_Source text_
==*==
The second criteria shifts the focus to the foreign national.  Does the applicant have the “education, skills, knowledge and record of success in related or similar efforts; a model or plan for future activities; any progress towards achieving the proposed endeavor; and the interest of potential customers, users, investors, or other relevant entities or individuals.”  The applicant must show that they are in a good position to succeed in their plan.  This new criteria is an excellent change from the current standard.

The third and final criteria is the most important and far reaching change.  The petitioner must demonstrate that, “on balance, it would be beneficial to the United States to waive the requirements of a job offer and thus of a labor certification.”  The USCIS will evaluate the application using such factors as “whether, in light of the nature of the foreign national’s qualifications or proposed endeavor, it would be impractical either for the foreign national to secure a job offer or for the petitioner to obtain a labor certification.”   For an entrepreneur, it would be impractical to do a labor certification, as they own the company. And one can even argue that “even assuming that other qualified U.S. workers are available, the United States would still benefit from the foreign national’s contributions; and whether the national interest in the foreign national’s contributions is sufficiently urgent to warrant forgoing the labor certification process.”
==*==
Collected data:
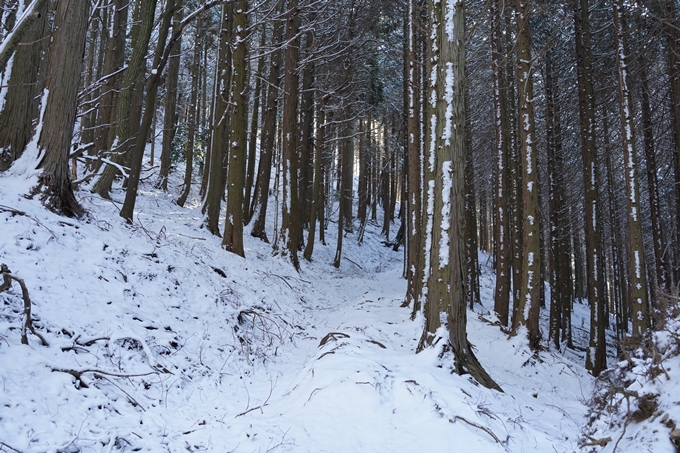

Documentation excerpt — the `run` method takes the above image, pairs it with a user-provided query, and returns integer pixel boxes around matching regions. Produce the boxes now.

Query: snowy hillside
[0,161,677,453]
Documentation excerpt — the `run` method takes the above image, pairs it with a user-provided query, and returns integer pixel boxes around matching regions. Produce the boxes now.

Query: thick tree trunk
[203,3,234,236]
[90,0,130,168]
[574,0,607,376]
[513,0,541,349]
[177,18,203,207]
[250,0,284,242]
[421,0,502,391]
[491,0,512,327]
[304,101,326,261]
[404,0,423,313]
[614,0,650,338]
[38,0,90,217]
[222,0,248,257]
[92,0,157,198]
[640,66,670,291]
[120,0,175,223]
[243,26,267,225]
[157,0,184,192]
[0,0,47,72]
[281,0,300,269]
[0,0,47,172]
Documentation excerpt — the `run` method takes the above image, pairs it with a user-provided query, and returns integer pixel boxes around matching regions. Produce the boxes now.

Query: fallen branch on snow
[52,368,158,388]
[0,264,49,346]
[454,415,503,444]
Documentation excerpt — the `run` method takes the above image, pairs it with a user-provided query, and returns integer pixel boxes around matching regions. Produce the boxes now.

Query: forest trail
[0,170,592,453]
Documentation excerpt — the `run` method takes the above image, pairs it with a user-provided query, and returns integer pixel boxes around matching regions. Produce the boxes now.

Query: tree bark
[0,0,47,172]
[574,0,607,376]
[513,0,541,349]
[614,0,650,338]
[157,0,184,192]
[250,0,284,242]
[38,0,90,217]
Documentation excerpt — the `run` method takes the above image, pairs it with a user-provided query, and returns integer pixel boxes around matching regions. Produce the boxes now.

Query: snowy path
[0,170,592,453]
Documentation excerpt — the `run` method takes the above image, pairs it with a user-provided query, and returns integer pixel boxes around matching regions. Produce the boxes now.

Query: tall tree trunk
[89,0,130,169]
[243,26,267,225]
[0,0,47,172]
[421,0,502,391]
[513,0,541,349]
[664,0,680,282]
[38,0,90,217]
[640,62,670,291]
[157,0,184,192]
[574,0,607,376]
[614,0,650,338]
[298,48,315,233]
[281,0,300,269]
[404,0,422,313]
[491,0,512,327]
[120,0,175,223]
[463,88,482,309]
[0,0,47,73]
[304,101,326,261]
[222,0,248,257]
[333,111,354,268]
[203,3,234,236]
[92,0,157,198]
[250,0,284,242]
[177,17,203,207]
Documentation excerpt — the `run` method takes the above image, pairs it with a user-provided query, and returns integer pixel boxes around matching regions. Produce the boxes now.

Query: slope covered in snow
[0,161,621,453]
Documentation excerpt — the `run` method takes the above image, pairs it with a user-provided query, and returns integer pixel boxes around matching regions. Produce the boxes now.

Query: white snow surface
[0,157,648,453]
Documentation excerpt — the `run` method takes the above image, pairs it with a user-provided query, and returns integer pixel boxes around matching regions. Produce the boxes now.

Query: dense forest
[0,0,680,448]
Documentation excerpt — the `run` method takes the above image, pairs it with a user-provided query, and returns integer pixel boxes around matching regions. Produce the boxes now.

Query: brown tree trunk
[281,0,300,269]
[0,0,47,172]
[203,3,234,236]
[492,0,512,327]
[243,26,267,225]
[614,0,650,338]
[38,0,90,217]
[90,0,130,169]
[574,0,607,376]
[513,0,541,349]
[157,0,184,192]
[177,18,203,207]
[92,0,157,198]
[222,0,248,257]
[250,0,284,242]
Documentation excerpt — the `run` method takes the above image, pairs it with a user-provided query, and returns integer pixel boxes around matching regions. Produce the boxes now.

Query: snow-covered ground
[0,153,672,453]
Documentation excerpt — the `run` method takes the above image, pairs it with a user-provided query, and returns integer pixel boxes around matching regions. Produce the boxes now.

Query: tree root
[0,264,49,346]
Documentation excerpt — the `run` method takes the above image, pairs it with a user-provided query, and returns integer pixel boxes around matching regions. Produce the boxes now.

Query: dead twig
[52,368,158,388]
[453,415,503,444]
[0,263,49,346]
[0,441,23,453]
[581,436,618,448]
[0,204,57,239]
[345,257,364,271]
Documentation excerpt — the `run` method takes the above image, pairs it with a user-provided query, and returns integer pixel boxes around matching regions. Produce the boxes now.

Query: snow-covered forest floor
[0,154,680,453]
==*==
_Requests_
• a. Update the passage on the waiver criteria, beginning at the words "The second criteria" and stopping after "the current standard.", with "record of success" changed to "track record".
• b. Answer these questions from the passage on the waiver criteria:
(i) Which criteria does the passage call the most important and far reaching change?
(ii) Under the second criteria, what must the applicant show about their plan?
(iii) Why would a labor certification be impractical for an entrepreneur?

_Exercise answers_
• a.
The second criteria shifts the focus to the foreign national.  Does the applicant have the “education, skills, knowledge and track record in related or similar efforts; a model or plan for future activities; any progress towards achieving the proposed endeavor; and the interest of potential customers, users, investors, or other relevant entities or individuals.”  The applicant must show that they are in a good position to succeed in their plan.  This new criteria is an excellent change from the current standard.

• b.
(i) The third and final criteria.
(ii) That they are in a good position to succeed in it.
(iii) Because they own the company.